Reproduce the material below, replacing "drop a marker" with "place a pin" wherever it occurs and changing nothing else.

** Start Dataset content **

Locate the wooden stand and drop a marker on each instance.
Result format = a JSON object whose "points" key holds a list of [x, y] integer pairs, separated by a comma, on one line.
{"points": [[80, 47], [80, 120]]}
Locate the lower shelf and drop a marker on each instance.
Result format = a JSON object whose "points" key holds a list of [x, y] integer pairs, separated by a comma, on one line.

** End Dataset content **

**Expected output**
Locate the wooden stand and place a pin on each instance.
Result format = a JSON object whose "points" key holds a list of [x, y] integer pairs, separated by a comma, on one line.
{"points": [[80, 47], [80, 120]]}
Locate the lower shelf and place a pin on each instance.
Result format = a JSON object whose "points" key holds a list of [x, y] integer pairs, separated by a comma, on one line.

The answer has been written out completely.